_DATASET:_
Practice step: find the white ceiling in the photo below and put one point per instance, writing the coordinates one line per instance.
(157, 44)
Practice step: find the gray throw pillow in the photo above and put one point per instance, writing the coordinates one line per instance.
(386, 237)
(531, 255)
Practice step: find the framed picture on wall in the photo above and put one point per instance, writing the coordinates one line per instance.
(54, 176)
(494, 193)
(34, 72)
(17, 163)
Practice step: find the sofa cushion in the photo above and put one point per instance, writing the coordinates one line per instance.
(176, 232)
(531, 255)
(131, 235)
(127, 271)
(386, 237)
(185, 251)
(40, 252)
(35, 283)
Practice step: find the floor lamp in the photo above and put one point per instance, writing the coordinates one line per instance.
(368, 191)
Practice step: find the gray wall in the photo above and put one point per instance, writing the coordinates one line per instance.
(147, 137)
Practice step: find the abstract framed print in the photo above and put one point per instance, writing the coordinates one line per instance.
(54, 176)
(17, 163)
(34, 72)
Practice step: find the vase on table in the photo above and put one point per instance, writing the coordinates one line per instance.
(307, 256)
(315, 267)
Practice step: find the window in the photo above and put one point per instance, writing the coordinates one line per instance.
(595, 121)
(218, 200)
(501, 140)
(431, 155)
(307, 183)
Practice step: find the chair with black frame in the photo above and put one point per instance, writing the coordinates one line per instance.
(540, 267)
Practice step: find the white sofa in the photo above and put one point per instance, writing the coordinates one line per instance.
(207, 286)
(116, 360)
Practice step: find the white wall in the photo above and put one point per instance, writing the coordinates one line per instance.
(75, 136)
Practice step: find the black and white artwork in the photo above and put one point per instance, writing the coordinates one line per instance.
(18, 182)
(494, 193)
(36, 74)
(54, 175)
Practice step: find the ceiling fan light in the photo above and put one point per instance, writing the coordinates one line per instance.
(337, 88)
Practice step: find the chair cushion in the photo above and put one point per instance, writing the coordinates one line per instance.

_GOAL OF THE EXERCISE:_
Exactly as they appear above, the records are to be transcribed in full.

_WRITTEN RESPONSE:_
Practice step: find the white ceiling in the photo below and put one point per instance, writing the coordinates one line per instance.
(157, 44)
Practice step: find the gray throw pillow in the photo above and put one point per instance, writing the coordinates one line per instance.
(386, 237)
(531, 255)
Practice step: find the framed picture on wall in the photo above and put one point per instance, writing the coordinates one line per instance.
(54, 176)
(494, 193)
(34, 72)
(17, 163)
Practice step: find the sofa cushion in the photo above and put one point per instance, writing the coordinates one line per instance.
(176, 232)
(531, 255)
(131, 235)
(127, 271)
(386, 237)
(185, 251)
(40, 252)
(35, 283)
Practice step: find the floor lamp in the photo above and put one point per instance, writing the coordinates one line per instance.
(368, 191)
Practice step: find the gray wall in the photo above and put one point per instance, writing the coordinates one line per instance.
(147, 137)
Practice step: find the abstract framed print in the photo above and put one point per instance, writing the coordinates one line per instance.
(54, 176)
(17, 163)
(34, 72)
Practice step: find the vase on table in the photo above and put one point per instance, writing the coordinates one line per instance.
(307, 256)
(315, 267)
Practice step: find the window in the photo above and put one point per instance, writing the coordinates one line per instance.
(595, 121)
(218, 200)
(501, 140)
(431, 155)
(307, 183)
Practice step: find the chair with black frame in the photo above and put one point per instance, writing the coordinates one line per instance.
(540, 267)
Practice step: find the white sofa in the photo above and put one point per instance, writing the coordinates one line per instance.
(207, 286)
(116, 360)
Practice step: find the white wall in the photo above and put one point per instance, writing the coordinates one line per instance.
(75, 136)
Practice step: find the black and white artwork in the photo above and put one point per instance, writing the coordinates one line per instance.
(18, 182)
(494, 193)
(36, 74)
(54, 175)
Practice step: find the ceiling fan light in the photo above and put one point per instance, writing the coordinates one line per instance.
(337, 88)
Practice step: find the chair cushion in the photo above and put one point per instance, writing the coordinates one line per instance.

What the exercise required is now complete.